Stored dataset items

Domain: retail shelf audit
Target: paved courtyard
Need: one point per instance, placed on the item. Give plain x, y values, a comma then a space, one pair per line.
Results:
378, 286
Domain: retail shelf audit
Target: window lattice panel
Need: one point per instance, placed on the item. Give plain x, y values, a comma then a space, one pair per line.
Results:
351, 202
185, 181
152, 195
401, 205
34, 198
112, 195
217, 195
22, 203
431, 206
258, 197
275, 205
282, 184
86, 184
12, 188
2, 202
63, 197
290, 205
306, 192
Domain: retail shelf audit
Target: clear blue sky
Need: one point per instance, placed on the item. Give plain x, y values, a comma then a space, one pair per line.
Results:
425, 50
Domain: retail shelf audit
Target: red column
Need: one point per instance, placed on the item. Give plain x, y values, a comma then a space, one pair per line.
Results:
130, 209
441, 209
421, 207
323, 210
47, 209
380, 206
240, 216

---

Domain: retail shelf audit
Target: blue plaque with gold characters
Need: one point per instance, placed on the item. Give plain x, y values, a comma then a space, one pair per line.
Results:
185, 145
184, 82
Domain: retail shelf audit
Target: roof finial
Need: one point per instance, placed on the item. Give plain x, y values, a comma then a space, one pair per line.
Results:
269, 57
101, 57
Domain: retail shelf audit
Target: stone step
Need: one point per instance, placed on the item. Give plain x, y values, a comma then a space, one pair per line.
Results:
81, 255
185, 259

• _EXERCISE OBJECTIVE_
Tally the lines above that contain the string "blue", treating case as significant, and reply with the number alone.

• _CORRECT ANSWER_
2